Dirigida por Darius Marder
©Aníbal Ricci
Este guion se preocupa de cada detalle, es un casete en la era de los CDs, ningún rango de sonido se pierde en esta película analógica. No es que se vea bien o que suene bien, el montaje de hecho es muy pulcro, pero el conjunto será muy bien ecualizado.
Diálogos importantes cuando no muchos (las palabras que el baterista le dedica a su pareja en casa del padre son un buen ejemplo), contrapicados que no apuntan a los personajes, sino a la copa de los árboles, a las nubes que se desplazan con el lenguaje del silencio. Imágenes que manifiestan su propio sonido, una realidad que siempre estuvo al alcance, esperando que el espíritu logre apreciarlo.
Detalles sensibles se despliegan en esta película que avanza sin prisas, que le dan cuerpo a una trama no menos importante. Hay simpleza en los acontecimientos, serán tropiezos, pero fluyen como una respiración. Actuaciones impecables, donde se distinguen emociones en cada pequeño gesto, en ausencia de las palabras.
Un baterista pierde la audición en la previa de un concierto. Lou toca la guitarra y el rock experimental se desliza en fraseos desgarradores al ritmo frenético de Ruben. Se produce el desfase entre las imágenes y la ausencia de sonido, la pérdida del oído es dramática para un músico.
Darius Marder priva al espectador del audio, lo atenúa y lo hace desaparecer. La alternancia de los sonidos reales y los del mundo del protagonista nos sumerge en la mente de Ruben, vivimos su experiencia sensorial con cierta angustia, pero el director jamás se compadecerá del baterista. Lo deja soltar su rabia en silencio y al espectador lo somete al tenue sonido del viento sobre la hierba. Esa alternancia del montaje de sonido es delicada, no se trata de una inmersión forzada.
La vida continúa, Ruben quiere seguir de gira, pero Lou entiende que su pareja necesita ayuda, todo transcurre muy rápido y el baterista debe ingresar a una comunidad de sordos a aprender el lenguaje de señas.
El director del lugar las oficia de maestro, debe hacer que Ruben encuentre esa paz que le fue esquiva durante sus años de drogadicción.
Lou no puede permitir que Ruben arruine su vida, esa vida precaria de una Lou que se infringe cortes en los brazos. La música les entregó equilibrio y belleza a sus vidas y el director deberá prescindir de ella en la búsqueda de un nuevo equilibrio.

DATOS PROPORCIONADOS:
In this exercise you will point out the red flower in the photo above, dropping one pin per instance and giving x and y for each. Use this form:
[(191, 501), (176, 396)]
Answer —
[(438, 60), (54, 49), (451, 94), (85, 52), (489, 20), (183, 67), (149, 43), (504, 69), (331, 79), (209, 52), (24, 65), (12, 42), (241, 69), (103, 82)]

TAREA A REALIZAR:
Sigue escribiendo la reseña de la película del baterista que pierde la audición, empezando justo después de su último párrafo.

RESPUESTA AL EJERCICIO:
Dos personas con carencias emocionales no pueden ayudarse en esta coyuntura, antes la música y una caravana les brindó un lugar para permanecer lejos de las adicciones. Lou también encontró a Ruben en ese cruce de caminos, pero ahora la música no es parte de la ecuación y Lou deberá dejar solo a su pareja.
Luego de una intervención quirúrgica, Ruben percibe nuevos sonidos, muy distintos a la música, son sonidos metálicos donde si se esfuerza distingue las palabras de los demás. Pero la vuelta de esta audición cerebral no trae consigo el silencio. Ahora todo es un ruido continuo que lo aleja de sí mismo. Ni siquiera puede disfrutar de las campanadas de una catedral.
Recostado junto a Lou, en casa de su padre, Ruben comprende que ella no volverá a su antigua vida nómade. No sólo su audición ha cambiado, también su manera de observar el mundo, entiende que Lou era parte de su antigua vida.
El director deja que el silencio haga su magia. «Me salvaste la vida», le dice a Lou, «lo hiciste hermoso». Ambos supieron aprovechar esa oportunidad, pero la vida sigue su curso y todo está bien.
El guion de Darius Marder nunca cae en sensiblerías, la escena dura lo suficiente y al otro día Ruben camina por las calles observando otras calles, otras encrucijadas que deberá enfrentar. La cámara le da la espalda y lo encuentra sentado en una banca, el ruido del metal de las campanas no le deja apreciar las nubes y los árboles, se quita los audífonos y unos hermosos planos fijos devuelven la coherencia a su mundo.
Descansa, sus ojos se pacifican y el director nos obsequia un primer plano cargado de paz.